» **Text shown**
So yeah, these pictures have nothing to do with nursing. I had the kids on sunday and wanted to take them to a wave pool but got horribly lost for an hour and a half, wound up bawling and settled for Beechwood farms which I know how to get to. It was a pretty day though and I got to take some pictures of them, it's been too long.

I'm in love with my daughter's profile

okay I've got to admit I get very neurotic when I see feathers in kids hands, especially my kids hands, when I think of where that feather has been, like on the avian ass of a carrier of a potential killer strain of influenza. Lots of speculative ofs in that sentence. Even if that's not the case it was probably lying in goose scat moments before.


I don't know what has happened to the bottom half of my face but I want it to stop NOW. I tried to crop myself out of the picture, because Owen and Oona look so cute in it, but it looked too odd cropped.



This picture was a happy accident but I liked how it looked like evening when it was the reflection in the water.

3 comments:

kristi said...

Natural language region descriptions
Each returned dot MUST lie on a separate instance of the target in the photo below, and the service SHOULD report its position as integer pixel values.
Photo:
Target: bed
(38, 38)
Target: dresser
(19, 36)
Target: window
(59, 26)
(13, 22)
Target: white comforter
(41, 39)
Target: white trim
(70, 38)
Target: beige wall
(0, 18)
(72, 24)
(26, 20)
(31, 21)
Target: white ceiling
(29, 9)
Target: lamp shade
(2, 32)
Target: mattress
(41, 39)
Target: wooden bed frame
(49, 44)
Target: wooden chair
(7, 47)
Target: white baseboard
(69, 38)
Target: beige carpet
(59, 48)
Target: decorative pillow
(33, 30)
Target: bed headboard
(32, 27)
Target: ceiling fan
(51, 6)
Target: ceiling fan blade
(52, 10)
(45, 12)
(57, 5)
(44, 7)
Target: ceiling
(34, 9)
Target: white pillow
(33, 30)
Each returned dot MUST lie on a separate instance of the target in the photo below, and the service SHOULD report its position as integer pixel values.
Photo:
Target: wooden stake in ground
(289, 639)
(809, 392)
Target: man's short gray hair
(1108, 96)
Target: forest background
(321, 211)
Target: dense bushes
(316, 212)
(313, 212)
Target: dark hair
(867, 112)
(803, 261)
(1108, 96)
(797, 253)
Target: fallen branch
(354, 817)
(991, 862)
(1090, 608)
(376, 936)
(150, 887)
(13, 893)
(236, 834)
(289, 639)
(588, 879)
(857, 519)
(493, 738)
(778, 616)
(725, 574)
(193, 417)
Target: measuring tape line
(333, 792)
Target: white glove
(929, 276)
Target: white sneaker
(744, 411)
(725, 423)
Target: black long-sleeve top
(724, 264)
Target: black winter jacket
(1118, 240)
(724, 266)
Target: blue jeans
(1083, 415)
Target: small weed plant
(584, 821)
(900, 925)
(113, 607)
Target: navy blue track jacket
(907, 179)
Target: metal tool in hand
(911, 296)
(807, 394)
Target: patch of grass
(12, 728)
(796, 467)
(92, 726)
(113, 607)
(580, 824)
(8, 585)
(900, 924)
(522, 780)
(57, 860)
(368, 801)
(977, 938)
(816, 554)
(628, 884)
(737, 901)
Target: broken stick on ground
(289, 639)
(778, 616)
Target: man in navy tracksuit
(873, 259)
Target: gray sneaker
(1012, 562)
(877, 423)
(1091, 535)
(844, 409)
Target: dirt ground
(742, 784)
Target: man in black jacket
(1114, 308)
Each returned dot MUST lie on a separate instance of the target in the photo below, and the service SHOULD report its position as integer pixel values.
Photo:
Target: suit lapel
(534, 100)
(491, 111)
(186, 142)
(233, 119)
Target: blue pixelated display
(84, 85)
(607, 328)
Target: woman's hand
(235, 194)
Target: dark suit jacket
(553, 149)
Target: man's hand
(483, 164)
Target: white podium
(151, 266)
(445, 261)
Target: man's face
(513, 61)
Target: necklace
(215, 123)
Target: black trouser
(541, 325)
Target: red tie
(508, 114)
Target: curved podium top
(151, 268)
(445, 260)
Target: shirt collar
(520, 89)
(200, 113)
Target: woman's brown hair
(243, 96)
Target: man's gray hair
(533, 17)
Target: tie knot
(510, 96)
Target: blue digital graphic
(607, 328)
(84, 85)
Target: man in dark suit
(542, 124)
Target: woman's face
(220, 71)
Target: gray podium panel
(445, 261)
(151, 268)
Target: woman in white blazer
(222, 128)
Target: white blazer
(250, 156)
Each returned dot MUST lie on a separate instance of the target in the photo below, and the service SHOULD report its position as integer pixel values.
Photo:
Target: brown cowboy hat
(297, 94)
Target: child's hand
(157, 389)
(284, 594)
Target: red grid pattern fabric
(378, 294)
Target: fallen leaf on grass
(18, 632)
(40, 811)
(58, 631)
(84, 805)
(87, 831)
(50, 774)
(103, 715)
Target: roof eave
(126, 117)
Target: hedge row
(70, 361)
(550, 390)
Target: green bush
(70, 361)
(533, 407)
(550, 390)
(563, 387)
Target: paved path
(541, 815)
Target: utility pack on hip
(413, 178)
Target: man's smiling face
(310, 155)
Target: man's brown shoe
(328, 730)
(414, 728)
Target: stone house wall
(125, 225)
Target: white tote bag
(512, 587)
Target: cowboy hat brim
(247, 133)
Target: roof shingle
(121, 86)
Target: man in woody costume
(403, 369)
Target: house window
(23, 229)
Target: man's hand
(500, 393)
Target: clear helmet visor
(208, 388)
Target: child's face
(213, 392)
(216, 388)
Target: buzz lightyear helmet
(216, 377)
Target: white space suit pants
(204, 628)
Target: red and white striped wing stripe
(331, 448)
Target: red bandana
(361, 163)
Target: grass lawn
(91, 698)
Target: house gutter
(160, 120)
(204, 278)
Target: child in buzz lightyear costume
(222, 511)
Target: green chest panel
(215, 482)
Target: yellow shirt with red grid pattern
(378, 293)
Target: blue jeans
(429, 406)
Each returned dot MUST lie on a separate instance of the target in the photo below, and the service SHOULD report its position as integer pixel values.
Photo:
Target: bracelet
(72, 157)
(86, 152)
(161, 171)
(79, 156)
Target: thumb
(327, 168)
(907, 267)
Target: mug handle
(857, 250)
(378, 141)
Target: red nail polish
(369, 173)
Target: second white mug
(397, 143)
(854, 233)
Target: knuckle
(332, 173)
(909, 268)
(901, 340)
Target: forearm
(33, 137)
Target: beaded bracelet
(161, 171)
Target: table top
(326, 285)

» **Exercise objective**
Summarize the blog post in two sentences. The material is separate from the blog post.

» **Result**
After getting lost for an hour and a half on the way to a wave pool with the kids on Sunday, the writer settled for Beechwood farms and took pictures of them on a pretty day. The writer comments on the shots: loving the daughter's profile, worrying about the feathers in the kids' hands, disliking the bottom half of the writer's own face, and liking an accidental photo where a reflection in the water looked like evening.